■ **STATED TASK**
Rewrite the records that follow, replacing each "instance" with "occurrence" and leaving everything else unchanged.
*****
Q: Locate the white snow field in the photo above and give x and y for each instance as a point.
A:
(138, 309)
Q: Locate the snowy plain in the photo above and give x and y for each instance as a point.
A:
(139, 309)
*****
■ **ANSWER TO THIS EXERCISE**
Q: Locate the white snow field in the photo above and give x and y for each occurrence as a point.
A:
(138, 309)
Q: Locate the snowy plain in the photo above and give x and y for each occurrence as a point.
A:
(139, 309)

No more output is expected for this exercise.